> SET TASK
Return each of the rows below verbatim, with every line unchanged.

> LISTED ENTRIES

----------

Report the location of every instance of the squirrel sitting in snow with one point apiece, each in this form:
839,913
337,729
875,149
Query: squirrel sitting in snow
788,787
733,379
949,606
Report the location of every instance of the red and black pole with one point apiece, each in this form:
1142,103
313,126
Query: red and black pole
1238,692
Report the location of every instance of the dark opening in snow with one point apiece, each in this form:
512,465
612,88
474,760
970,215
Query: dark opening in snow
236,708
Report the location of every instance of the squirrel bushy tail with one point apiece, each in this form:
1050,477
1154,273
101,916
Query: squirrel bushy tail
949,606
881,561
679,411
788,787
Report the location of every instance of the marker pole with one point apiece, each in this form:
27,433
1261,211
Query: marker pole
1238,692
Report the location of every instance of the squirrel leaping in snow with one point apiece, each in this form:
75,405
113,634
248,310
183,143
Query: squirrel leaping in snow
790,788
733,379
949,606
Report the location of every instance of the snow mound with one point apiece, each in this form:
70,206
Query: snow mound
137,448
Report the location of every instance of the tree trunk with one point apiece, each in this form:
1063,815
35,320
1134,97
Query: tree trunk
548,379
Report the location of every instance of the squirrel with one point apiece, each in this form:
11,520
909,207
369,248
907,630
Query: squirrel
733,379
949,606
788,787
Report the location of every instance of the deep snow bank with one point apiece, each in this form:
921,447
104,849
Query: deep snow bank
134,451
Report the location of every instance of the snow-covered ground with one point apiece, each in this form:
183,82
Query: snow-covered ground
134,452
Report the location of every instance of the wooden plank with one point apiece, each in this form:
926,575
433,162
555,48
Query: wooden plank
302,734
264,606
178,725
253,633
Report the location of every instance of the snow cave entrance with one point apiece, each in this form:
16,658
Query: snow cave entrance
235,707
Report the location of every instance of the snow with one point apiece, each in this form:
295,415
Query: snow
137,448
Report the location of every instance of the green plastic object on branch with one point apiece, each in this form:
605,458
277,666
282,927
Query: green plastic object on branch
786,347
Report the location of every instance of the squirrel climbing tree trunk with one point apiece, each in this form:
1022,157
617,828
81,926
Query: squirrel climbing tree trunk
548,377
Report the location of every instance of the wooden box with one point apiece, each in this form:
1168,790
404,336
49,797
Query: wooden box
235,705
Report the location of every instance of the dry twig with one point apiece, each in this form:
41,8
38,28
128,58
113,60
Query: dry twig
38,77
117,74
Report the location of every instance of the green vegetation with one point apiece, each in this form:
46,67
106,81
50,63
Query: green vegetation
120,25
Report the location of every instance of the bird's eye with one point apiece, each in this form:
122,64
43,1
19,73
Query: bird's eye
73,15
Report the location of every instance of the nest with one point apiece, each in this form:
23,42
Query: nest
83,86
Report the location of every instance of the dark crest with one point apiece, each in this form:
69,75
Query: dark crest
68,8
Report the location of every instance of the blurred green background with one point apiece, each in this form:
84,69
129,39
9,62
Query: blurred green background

----------

> ANSWER TO THE TASK
Report the location of every instance of the squirrel sitting in snow with one point apiece, each in this form:
839,913
337,729
875,149
Query: squirrel sitting in snow
788,787
733,379
949,606
Report the location of every instance of the red and black pole with one point apiece, each in this form:
1142,103
313,126
Query: red and black pole
1238,692
Report the location of every instance of the dark opening in snow with one point apiece, each in this form:
512,465
612,88
474,760
970,215
Query: dark opening in snow
236,708
Report the location of every instance of the squirrel bushy tail with one point apiece, each in this form:
1050,477
1154,273
101,916
Query: squirrel bushy tail
949,606
881,561
679,411
788,787
Report the location of every instance of the marker pole with one point apiece, each in this form:
27,433
1261,211
Query: marker pole
1238,692
Report the location of every instance of the squirrel leaping in snow with one point apiece, each in this form:
75,405
113,634
248,310
183,143
Query: squirrel leaping in snow
790,788
733,379
949,606
Report the location of every instance of the snow mound with one point apiece, each in this form:
70,206
Query: snow mound
137,448
Report the location of every instance of the tree trunk with one point apiece, each in this form:
1063,815
35,320
1134,97
Query: tree trunk
548,379
Report the location of every instance of the squirrel with one point apiece, each in this form:
11,520
909,207
369,248
907,630
Query: squirrel
733,379
949,606
788,787
Report the location of every instance of the deep snow bank with one point apiece, each in this form:
921,447
104,849
Query: deep snow bank
134,451
Report the location of every instance of the snow-covered ground with one point apiece, each in this form:
183,82
Query: snow-covered ground
134,452
Report the location of every instance of the wooden plank with one point apiece, each in this form:
926,575
433,162
555,48
Query: wooden plank
302,734
264,606
178,725
253,633
Report the location of every instance of the snow cave entrance with one point apiece, each in this form:
16,658
Query: snow cave entrance
235,707
Report the location of every instance of the snow with one point apiece, each in this form:
295,415
Query: snow
137,448
Report the location of every instance of the green plastic object on branch with one point apiece, each in this form:
605,458
277,666
282,927
Query: green plastic object on branch
786,347
Report the location of every instance of the squirrel climbing tree trunk with one point apiece, each in this form:
1022,157
617,828
81,926
Query: squirrel climbing tree trunk
548,377
Report the location of every instance of the wooden box with one point apiece, each in this form:
1168,790
404,336
49,797
Query: wooden box
235,705
Report the location of every instance of the dry twig with one point apiece, each in this form:
41,8
38,28
128,58
113,60
Query: dry twig
38,77
117,74
Report the location of every instance of the green vegetation with one point apiece, each in this form:
46,67
106,81
50,63
Query: green vegetation
120,25
Report the location of every instance of the bird's eye with one point apiece, each in this form:
122,64
43,1
19,73
Query: bird's eye
73,15
Report the location of every instance of the nest with one point apiece, each in this form:
23,42
Query: nest
83,86
Report the location of every instance of the dark crest with one point apiece, each in this form:
69,75
Query: dark crest
68,8
Report the location of every instance of the blurred green background with one point apiece, each in this form:
84,69
129,39
9,62
Query: blurred green background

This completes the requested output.